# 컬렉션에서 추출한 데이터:
--------------------
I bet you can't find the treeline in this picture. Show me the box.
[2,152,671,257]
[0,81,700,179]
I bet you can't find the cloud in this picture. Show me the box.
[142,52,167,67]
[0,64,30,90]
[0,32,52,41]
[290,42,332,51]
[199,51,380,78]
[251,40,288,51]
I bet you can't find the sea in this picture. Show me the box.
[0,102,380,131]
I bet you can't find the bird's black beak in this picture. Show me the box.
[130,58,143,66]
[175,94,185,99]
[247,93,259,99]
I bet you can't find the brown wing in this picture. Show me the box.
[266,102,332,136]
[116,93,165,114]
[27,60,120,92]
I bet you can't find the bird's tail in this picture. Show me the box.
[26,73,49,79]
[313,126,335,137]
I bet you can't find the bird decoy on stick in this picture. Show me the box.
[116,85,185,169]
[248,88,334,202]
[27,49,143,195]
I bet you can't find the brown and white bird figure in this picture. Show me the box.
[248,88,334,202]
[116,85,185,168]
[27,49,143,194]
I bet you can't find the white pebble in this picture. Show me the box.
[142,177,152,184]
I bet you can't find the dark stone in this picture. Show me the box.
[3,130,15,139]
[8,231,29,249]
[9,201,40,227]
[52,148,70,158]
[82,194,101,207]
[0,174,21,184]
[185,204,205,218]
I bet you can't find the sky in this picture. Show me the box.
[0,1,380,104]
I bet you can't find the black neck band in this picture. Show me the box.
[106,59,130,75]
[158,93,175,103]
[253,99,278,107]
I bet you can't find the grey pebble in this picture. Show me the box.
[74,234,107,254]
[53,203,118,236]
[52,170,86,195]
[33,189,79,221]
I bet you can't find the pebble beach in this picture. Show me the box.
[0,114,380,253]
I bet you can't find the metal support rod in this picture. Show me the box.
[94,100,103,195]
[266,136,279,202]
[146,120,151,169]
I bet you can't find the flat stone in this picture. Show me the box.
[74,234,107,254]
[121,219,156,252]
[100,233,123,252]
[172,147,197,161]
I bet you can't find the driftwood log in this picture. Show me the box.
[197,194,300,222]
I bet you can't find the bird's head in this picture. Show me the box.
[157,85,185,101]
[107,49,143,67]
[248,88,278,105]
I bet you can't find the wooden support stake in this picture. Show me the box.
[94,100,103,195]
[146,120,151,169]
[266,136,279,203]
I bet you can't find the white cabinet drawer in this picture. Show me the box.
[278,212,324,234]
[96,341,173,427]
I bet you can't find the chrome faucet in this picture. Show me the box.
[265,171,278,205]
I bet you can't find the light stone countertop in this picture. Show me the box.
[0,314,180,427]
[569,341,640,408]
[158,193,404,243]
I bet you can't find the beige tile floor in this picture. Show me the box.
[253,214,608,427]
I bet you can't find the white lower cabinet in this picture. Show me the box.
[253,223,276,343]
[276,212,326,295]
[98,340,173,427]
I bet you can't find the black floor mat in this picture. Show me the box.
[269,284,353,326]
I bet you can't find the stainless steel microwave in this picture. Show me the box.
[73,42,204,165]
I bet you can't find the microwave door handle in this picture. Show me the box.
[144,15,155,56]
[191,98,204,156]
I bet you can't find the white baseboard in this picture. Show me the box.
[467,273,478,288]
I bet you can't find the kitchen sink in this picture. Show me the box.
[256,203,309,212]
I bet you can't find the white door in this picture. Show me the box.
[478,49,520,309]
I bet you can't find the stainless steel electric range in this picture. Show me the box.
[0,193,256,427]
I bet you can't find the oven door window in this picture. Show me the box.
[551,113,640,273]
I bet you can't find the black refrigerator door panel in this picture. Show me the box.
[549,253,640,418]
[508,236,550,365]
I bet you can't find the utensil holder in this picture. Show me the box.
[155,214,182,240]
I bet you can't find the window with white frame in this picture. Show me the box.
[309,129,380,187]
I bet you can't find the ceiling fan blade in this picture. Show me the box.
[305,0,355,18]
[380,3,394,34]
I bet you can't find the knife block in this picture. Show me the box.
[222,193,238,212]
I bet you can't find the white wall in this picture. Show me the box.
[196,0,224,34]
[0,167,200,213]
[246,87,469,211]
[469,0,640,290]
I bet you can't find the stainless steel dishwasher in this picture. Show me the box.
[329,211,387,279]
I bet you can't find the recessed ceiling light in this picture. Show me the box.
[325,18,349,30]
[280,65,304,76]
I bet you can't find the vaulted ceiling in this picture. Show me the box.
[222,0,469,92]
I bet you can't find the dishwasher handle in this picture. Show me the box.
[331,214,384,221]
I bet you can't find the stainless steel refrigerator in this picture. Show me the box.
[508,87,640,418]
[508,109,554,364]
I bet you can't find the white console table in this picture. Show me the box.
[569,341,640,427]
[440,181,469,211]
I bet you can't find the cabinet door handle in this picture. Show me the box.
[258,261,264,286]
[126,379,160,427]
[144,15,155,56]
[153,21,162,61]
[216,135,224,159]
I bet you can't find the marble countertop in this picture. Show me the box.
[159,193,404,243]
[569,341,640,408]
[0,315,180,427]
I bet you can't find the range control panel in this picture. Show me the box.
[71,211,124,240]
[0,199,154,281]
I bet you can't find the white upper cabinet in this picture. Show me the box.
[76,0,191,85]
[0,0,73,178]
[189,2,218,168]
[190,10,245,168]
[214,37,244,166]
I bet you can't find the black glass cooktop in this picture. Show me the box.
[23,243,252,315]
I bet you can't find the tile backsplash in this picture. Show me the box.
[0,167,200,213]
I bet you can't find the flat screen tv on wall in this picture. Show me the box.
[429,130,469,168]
--------------------
# 목표:
위 목록에서 "I bet you can't find the white wall" 내용이 있는 줄부터 "[440,181,469,211]" 내용이 있는 줄까지, 양 끝 줄을 포함하여 한 글자도 바꾸지 말고 다시 적으세요.

# 작업 결과:
I bet you can't find the white wall in this picture. Show me the box.
[196,0,224,34]
[0,167,200,213]
[246,87,469,211]
[469,0,640,290]
I bet you can't find the stainless steel dishwasher in this picture. Show me the box.
[329,211,387,279]
I bet you can't find the recessed ceiling light in this picture. Show me the box.
[325,18,349,30]
[280,65,304,76]
I bet you can't find the vaulted ceiling in this picture. Show me the box.
[222,0,469,92]
I bet you can't find the dishwasher handle in this picture. Show me the box.
[331,214,384,221]
I bet you can't find the stainless steel refrigerator in this picture. Show me the box.
[508,87,640,418]
[508,109,554,364]
I bet you can't find the white console table in this picture. Show me the box.
[569,341,640,427]
[440,181,469,211]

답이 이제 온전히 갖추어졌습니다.